-- Begin THE INPUT --
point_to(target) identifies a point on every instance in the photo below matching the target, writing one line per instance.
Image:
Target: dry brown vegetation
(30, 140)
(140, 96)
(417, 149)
-- End THE INPUT --
__YOUR OBJECTIVE__
Resize the items above by rewriting every line, requests included, with each coordinate in the answers multiplied by 0.65 and rounded to a whole number, halves rounding up.

__WRITTEN ANSWER__
point_to(target) identifies a point on every instance in the photo below matching the target, writing one line per instance.
Image:
Target: dry brown vegetation
(20, 91)
(91, 62)
(271, 97)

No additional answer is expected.